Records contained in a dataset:
----
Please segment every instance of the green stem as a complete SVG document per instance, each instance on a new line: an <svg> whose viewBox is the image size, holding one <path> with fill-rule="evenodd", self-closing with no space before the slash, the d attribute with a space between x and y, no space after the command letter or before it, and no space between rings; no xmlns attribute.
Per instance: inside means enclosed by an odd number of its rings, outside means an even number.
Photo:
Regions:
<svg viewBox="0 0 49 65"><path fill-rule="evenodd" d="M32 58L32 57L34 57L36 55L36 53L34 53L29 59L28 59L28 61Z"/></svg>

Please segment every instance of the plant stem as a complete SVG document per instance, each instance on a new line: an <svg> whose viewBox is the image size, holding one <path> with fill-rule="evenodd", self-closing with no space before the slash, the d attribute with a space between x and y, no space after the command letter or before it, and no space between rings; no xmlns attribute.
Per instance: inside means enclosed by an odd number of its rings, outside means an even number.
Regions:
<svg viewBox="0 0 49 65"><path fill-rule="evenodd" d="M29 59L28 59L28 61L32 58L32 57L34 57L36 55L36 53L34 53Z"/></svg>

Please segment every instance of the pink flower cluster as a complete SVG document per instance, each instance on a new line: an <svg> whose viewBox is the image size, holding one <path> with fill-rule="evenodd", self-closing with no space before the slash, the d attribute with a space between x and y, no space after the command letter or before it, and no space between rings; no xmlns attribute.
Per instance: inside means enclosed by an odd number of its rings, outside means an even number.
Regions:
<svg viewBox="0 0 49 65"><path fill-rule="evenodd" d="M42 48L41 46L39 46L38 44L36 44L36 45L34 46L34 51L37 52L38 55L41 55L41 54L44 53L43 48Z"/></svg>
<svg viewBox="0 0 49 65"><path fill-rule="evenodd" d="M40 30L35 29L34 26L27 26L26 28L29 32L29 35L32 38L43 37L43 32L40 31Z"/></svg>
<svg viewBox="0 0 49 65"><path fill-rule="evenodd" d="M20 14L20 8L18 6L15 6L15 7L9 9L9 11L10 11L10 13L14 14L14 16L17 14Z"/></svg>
----
● TASK:
Please convert every line of the records above into a numbered list, leaving out the blank lines.

● FINISHED ANSWER:
1. Please segment every instance of the green stem as a complete SVG document per instance, each instance on a new line: an <svg> whose viewBox is the image size, holding one <path> with fill-rule="evenodd", self-closing with no space before the slash, the d attribute with a space between x and y, no space after the command letter or before it, and no space between rings; no xmlns attribute.
2. Per instance: inside means enclosed by an odd number of its rings, outside means an even number.
3. Photo:
4. Regions:
5. <svg viewBox="0 0 49 65"><path fill-rule="evenodd" d="M32 58L32 57L34 57L36 55L36 53L34 53L29 59L28 59L28 61Z"/></svg>
6. Please segment every instance of the plant stem as a complete SVG document per instance, each instance on a new line: an <svg> whose viewBox is the image size, holding one <path> with fill-rule="evenodd", self-closing with no space before the slash, the d attribute with a space between x and y, no space after the command letter or before it, and no space between rings; no xmlns attribute.
7. Per instance: inside means enclosed by an odd number of its rings, outside means an even number.
8. Regions:
9. <svg viewBox="0 0 49 65"><path fill-rule="evenodd" d="M29 59L28 59L28 61L32 58L32 57L34 57L36 55L36 53L34 53Z"/></svg>
10. Please segment every instance of the pink flower cluster as a complete SVG document per instance, each instance on a new line: an <svg> whose viewBox is the image size, holding one <path> with fill-rule="evenodd", self-closing with no space before the slash, the d attribute with a space between x and y, no space after the command letter or before it, and no space between rings; no xmlns attribute.
11. Per instance: inside means enclosed by an odd number of its rings, outside means an even number.
12. Regions:
13. <svg viewBox="0 0 49 65"><path fill-rule="evenodd" d="M42 48L41 46L39 46L38 44L36 44L36 45L34 46L34 51L37 52L38 55L41 55L41 54L44 53L43 48Z"/></svg>
14. <svg viewBox="0 0 49 65"><path fill-rule="evenodd" d="M40 30L35 29L34 26L27 26L26 28L29 32L29 35L32 38L43 37L43 32L40 31Z"/></svg>
15. <svg viewBox="0 0 49 65"><path fill-rule="evenodd" d="M20 14L20 8L18 6L15 6L15 7L9 9L9 11L10 11L10 13L14 14L14 16L17 14Z"/></svg>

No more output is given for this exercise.